Major Hong Kong listed stocks have been buffeted in recent months over an onslaught of new regulations announced by the Chinese central government. The restrictions kicked off in July, when Chinese private tuition companies covering the national school curriculum were ordered to go non-profit, effectively bringing the $100 billion industry to its knees.
Within a week, the Hang Seng Index fell 9% to 25,086 on July 27, nearly 19.5% below the 52-week peak of 31,183 in February. The decline was largely attributed to the selloff among the technology, private education and healthcare stocks.
The index has since rallied over the last few days – recovering from July’s lows – but the market is bracing for further tightening. Here’s what is happening in the Hong Kong stock market and what investors like you need to look at next.
Tightened regulations on competition and “spiritual opium”
The restrictions on private education companies was just a start. Technology stocks were hit next with antitrust laws and fines. Tencent, in particular, was fined and forced to give up their exclusive streaming rights. To make matters worse, gaming companies were threatened with tighter regulation on online games – which had been dubbed “spiritual opium”.
Food delivery company, Meituan Dianping, was faced with regulations to ensure the welfare of delivery workers, while insurance companies – like Ping An Insurance – and infant milk producers were ordered to curb unfair marketing and pricing practices. Ride hailing app Didi Chuxing was ordered to improve its data protections and enhance user privacy.

DATA SUPPLIED:

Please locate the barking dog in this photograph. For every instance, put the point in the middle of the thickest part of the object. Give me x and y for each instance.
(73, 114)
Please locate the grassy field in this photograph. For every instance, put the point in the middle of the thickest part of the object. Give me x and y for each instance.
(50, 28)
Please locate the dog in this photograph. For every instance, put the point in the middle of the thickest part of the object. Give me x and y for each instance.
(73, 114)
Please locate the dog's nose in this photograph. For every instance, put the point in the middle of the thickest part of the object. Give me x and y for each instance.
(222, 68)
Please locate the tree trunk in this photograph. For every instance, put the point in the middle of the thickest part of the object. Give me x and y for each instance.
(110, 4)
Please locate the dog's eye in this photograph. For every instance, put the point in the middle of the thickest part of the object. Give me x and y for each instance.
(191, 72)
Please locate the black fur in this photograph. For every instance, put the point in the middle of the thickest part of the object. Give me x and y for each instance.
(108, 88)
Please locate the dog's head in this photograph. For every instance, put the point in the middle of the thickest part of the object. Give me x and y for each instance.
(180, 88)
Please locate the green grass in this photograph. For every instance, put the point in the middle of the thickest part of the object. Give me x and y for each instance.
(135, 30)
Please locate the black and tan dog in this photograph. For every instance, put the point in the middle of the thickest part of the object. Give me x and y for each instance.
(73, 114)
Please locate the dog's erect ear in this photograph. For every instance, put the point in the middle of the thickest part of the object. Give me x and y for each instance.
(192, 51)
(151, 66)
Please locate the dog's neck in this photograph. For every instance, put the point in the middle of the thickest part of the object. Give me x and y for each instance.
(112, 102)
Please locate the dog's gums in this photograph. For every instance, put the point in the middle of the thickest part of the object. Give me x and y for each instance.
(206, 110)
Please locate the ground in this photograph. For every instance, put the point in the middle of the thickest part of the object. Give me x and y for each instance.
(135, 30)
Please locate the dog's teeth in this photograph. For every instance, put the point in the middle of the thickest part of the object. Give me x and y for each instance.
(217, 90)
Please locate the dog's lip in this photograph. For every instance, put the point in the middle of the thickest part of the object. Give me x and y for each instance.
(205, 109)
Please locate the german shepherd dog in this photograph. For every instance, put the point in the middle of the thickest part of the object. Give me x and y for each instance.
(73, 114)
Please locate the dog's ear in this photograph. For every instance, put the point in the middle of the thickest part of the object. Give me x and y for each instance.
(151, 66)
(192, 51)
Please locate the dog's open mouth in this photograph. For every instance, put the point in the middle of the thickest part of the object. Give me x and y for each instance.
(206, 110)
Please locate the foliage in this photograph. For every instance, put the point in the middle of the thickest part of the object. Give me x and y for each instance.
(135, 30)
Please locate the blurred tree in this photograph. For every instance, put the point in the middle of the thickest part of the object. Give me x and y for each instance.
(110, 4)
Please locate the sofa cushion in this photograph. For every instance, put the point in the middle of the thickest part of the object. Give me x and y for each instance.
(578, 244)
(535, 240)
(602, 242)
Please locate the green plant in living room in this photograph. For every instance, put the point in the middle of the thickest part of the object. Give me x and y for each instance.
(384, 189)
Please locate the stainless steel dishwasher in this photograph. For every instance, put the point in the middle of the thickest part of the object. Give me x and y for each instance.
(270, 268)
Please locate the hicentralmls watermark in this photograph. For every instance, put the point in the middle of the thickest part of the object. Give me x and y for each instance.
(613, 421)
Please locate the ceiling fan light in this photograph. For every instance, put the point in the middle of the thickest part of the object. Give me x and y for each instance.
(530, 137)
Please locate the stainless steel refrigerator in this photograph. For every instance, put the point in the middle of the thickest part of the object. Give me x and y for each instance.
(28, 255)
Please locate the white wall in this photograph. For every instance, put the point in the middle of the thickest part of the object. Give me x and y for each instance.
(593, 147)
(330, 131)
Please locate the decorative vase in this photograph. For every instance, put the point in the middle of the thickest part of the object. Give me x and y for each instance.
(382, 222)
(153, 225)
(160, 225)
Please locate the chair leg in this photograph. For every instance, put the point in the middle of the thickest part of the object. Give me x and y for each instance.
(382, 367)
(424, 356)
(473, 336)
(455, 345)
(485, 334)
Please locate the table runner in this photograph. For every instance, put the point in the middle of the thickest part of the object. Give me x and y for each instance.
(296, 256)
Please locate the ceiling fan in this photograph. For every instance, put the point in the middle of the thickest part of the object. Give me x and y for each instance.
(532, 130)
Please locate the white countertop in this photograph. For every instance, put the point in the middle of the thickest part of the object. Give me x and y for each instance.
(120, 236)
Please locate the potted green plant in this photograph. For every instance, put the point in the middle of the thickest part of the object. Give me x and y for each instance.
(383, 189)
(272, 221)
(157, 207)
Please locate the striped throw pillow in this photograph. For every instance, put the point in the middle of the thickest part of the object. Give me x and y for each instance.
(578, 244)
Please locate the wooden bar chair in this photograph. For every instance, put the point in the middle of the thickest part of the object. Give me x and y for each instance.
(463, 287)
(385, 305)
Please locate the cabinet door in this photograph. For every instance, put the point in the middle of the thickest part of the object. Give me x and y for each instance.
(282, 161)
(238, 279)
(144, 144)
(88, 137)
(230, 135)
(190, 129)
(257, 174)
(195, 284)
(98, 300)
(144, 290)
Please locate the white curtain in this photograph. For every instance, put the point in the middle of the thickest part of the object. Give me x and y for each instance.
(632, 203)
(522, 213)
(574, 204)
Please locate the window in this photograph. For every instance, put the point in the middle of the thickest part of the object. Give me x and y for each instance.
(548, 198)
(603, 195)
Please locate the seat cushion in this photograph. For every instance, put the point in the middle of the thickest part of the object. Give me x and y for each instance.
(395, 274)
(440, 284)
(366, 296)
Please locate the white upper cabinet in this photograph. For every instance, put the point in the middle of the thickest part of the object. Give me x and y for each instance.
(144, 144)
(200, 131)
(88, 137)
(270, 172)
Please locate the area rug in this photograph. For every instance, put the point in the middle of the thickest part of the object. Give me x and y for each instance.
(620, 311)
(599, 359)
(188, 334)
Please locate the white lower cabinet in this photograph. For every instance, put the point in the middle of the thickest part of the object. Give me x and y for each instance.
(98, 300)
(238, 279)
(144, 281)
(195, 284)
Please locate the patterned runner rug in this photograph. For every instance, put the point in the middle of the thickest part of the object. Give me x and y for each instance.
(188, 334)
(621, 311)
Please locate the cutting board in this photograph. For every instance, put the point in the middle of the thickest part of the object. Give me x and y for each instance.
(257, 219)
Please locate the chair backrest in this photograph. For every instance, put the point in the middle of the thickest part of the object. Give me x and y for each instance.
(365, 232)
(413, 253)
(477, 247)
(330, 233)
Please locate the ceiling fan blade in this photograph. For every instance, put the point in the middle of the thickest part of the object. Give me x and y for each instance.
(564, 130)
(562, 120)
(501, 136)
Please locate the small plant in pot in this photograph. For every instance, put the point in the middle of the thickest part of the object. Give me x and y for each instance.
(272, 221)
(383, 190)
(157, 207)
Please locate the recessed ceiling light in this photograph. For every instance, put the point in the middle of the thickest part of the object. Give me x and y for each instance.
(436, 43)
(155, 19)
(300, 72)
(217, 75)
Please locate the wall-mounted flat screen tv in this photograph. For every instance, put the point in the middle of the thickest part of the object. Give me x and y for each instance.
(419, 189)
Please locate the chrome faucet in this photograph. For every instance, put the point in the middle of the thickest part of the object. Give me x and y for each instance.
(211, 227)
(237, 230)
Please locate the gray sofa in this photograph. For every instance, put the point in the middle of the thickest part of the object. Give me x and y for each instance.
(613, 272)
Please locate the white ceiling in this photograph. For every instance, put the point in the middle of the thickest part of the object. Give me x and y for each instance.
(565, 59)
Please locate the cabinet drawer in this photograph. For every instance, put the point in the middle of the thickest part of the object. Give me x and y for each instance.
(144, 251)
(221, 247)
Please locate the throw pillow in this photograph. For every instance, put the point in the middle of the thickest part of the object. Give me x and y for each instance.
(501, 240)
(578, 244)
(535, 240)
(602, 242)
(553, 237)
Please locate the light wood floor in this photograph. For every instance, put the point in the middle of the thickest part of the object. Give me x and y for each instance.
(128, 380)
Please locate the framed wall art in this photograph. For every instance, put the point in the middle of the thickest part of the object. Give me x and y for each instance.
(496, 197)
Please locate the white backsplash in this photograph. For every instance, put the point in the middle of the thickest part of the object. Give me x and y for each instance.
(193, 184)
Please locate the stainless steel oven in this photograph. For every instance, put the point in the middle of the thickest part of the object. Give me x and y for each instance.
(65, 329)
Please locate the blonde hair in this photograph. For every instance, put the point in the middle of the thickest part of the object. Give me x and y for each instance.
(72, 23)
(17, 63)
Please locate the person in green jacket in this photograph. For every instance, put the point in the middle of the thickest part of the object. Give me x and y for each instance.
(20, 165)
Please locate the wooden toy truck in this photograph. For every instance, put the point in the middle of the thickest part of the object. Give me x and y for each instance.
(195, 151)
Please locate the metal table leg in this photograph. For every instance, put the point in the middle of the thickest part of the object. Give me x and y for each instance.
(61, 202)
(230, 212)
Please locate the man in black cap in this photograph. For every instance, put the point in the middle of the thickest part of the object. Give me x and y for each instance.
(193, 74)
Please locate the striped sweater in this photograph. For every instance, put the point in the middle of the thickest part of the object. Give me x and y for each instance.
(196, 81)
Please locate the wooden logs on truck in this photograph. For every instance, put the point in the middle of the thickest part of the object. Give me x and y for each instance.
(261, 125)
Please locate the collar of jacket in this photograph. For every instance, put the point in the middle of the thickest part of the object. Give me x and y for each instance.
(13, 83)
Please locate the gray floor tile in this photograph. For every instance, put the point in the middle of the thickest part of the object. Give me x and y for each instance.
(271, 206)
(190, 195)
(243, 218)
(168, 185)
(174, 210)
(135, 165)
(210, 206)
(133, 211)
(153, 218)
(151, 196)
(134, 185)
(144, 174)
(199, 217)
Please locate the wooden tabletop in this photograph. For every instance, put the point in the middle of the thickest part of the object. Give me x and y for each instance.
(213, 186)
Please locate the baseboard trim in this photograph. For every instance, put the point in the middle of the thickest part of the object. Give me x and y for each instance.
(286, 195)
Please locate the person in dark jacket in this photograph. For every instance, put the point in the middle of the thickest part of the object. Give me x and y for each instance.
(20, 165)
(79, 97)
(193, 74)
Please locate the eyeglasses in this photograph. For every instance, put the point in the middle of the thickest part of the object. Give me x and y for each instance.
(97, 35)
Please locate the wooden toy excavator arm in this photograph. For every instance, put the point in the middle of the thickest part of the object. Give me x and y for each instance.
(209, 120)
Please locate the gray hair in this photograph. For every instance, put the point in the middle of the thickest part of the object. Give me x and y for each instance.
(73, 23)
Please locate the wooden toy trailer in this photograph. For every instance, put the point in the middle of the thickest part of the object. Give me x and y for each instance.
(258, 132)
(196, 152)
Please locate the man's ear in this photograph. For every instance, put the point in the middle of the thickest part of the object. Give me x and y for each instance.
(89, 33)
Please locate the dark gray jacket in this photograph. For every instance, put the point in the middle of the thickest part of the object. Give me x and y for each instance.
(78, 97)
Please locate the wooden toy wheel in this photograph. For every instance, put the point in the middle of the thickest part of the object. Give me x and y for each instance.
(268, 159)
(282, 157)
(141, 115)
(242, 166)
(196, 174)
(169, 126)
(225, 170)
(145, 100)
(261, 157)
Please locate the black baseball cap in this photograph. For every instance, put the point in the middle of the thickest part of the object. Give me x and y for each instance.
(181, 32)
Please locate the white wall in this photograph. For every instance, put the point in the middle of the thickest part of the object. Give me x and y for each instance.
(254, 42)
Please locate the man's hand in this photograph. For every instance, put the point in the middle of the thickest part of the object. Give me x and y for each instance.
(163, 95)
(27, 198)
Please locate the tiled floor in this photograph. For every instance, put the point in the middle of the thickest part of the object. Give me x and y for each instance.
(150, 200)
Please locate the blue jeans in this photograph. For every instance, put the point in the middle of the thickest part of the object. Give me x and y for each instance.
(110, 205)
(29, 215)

* * *

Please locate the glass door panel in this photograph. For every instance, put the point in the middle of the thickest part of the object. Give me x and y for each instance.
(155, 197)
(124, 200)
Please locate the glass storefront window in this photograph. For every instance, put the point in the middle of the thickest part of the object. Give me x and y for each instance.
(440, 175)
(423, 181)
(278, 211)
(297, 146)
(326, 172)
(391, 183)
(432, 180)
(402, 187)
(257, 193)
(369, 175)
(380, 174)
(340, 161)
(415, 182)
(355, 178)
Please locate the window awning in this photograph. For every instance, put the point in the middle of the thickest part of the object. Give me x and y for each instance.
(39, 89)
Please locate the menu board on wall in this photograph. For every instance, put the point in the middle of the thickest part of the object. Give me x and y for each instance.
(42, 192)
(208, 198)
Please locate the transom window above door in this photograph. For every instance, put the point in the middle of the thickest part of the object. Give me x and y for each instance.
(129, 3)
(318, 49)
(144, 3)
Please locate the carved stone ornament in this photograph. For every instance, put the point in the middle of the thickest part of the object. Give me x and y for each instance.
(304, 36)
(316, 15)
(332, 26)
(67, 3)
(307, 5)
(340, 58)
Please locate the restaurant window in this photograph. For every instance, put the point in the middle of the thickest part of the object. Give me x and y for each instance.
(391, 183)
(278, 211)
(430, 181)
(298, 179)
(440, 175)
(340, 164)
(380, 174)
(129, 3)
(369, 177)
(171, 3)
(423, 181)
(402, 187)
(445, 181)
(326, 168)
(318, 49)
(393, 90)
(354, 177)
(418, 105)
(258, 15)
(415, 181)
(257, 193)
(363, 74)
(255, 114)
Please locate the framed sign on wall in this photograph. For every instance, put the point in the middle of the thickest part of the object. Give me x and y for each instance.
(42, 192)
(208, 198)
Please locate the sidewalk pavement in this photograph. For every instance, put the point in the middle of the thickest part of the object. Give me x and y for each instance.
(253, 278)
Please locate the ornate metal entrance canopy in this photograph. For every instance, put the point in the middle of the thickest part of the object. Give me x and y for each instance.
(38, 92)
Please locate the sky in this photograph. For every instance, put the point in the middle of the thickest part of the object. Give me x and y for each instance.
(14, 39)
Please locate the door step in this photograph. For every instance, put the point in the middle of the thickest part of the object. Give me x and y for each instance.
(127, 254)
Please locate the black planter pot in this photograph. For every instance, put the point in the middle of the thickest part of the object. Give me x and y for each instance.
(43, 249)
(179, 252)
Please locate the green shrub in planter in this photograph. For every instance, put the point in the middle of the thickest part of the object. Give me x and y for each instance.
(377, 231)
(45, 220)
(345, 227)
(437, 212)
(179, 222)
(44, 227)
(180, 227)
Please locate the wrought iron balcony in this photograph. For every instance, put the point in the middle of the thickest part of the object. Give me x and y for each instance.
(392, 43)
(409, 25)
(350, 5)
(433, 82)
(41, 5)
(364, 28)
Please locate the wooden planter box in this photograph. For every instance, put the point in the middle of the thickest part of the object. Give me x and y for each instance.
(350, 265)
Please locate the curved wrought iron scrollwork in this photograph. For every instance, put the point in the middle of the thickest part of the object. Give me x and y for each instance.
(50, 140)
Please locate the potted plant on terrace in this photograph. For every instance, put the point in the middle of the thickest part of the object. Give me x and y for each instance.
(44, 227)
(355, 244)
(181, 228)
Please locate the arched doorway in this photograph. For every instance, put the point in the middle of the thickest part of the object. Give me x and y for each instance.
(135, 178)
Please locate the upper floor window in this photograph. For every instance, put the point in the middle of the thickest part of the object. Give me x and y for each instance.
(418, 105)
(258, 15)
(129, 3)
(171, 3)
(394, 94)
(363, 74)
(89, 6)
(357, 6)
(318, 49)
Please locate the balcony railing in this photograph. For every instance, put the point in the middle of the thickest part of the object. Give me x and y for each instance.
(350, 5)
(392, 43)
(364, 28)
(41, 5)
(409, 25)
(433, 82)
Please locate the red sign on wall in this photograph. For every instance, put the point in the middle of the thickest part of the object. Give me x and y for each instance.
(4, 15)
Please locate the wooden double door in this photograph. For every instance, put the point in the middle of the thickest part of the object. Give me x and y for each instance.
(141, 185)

==

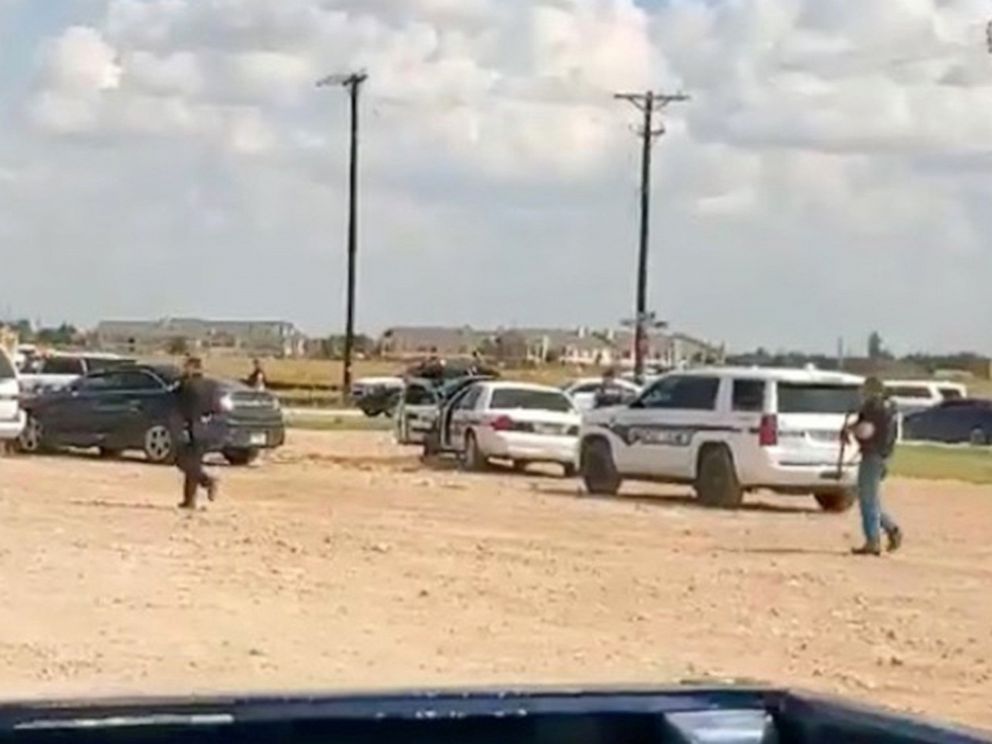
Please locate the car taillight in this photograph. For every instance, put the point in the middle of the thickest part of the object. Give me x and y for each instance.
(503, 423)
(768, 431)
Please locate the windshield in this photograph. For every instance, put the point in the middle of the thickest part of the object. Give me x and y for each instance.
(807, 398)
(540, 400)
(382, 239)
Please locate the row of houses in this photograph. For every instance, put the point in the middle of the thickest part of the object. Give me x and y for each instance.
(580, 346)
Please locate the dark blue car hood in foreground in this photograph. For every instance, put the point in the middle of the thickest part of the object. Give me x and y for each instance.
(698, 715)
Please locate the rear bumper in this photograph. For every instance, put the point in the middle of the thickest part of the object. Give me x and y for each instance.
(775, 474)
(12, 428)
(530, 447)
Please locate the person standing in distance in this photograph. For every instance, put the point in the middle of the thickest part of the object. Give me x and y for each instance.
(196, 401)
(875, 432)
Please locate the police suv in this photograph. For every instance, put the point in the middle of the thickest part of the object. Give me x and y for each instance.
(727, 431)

SET TASK 1: Select every one of the rows above that contains the word "striped", and copy each of those rows in full. Case counts.
SET TASK 2: Pick up the Hong Kong stock market text after its final sentence and write what comes next.

EXPECTED OUTPUT 1:
Please locate the striped throw pillow in this photograph. For every instance, put the point in the middle of the thickest part of the object. Give me x and y for each instance.
Please locate the striped sweater in this photograph. For every instance, put the point in the middle of the thickest part of the object. Give me x and y for each instance.

EXPECTED OUTPUT 2:
To be sure, market watchers remain divided on the intention of the new regulations. Some believe the moves will help recalibrate the market to ensure fair business practices, more equitable distribution of wealth, improve the health of the general population, while fostering greater innovation and competition.
On the other hand, the Chinese central government appears to be sending the message that no Chinese company – no matter how big they become – are above the law. Indeed, the Chinese government has shown that it has the wherewithal to rein in their technology companies in a manner that evades other western governments.
What’s next for investors?
In light of the continuing restrictions, investors need to re-evaluate the Hong Kong stocks they are invested in, and the direction these entities will be taking in light of the new regulations.
If the Chinese state-run paper Economic Daily is to be believed, the new rules are in place to “maintain fair and reasonable market competition” and are not targeted at specific industries or companies.
The Economic Daily commentary also added that China remains committed to “develop the digital economy” and reassured investors that the “rapid growth of China’s digital economy will not change, and China will continue to lead the global digital economy.”
That may signal a potential growth for China’s Big Tech in the medium to long term horizon, though it does not negate the volatility to be expected in the near term.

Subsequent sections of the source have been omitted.